◆ Task details
Reproduce exactly, from the data that follows, the line with "Audit instructions — the first annotator's boxes for lace", the line with "Audit instructions — the first annotator's boxes for man in", and every line that lies between them.

Referring expression grounding data:
=-=-=

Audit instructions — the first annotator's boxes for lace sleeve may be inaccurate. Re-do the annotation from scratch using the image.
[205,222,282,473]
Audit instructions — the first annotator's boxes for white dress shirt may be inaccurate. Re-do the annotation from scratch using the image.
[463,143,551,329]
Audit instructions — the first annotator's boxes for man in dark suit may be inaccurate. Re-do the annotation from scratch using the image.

=-=-=

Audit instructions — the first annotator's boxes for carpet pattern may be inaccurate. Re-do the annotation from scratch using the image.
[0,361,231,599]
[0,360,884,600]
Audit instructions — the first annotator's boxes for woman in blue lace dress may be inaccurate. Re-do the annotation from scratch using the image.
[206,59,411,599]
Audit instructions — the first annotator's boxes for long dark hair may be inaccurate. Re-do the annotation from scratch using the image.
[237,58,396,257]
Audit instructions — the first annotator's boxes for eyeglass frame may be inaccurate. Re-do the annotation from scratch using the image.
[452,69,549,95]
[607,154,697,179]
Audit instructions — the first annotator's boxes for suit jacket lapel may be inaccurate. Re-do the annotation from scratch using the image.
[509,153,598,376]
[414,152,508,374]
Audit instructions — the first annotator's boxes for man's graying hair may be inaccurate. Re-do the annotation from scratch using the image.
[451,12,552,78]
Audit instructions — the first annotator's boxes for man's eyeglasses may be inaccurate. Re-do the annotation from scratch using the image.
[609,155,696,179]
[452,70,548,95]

=-=-=

◆ Written solution
Audit instructions — the first annotator's boxes for lace sleeve may be inaccurate. Re-do the annotation from scratch using the image.
[205,222,282,473]
Audit instructions — the first annotator's boxes for white dress shirt may be inaccurate. Re-do the annotation from scratch using the image.
[463,143,551,329]
Audit instructions — the first annotator's boxes for man in dark suit may be inaccurate. Re-do the annotation from scratch using the image.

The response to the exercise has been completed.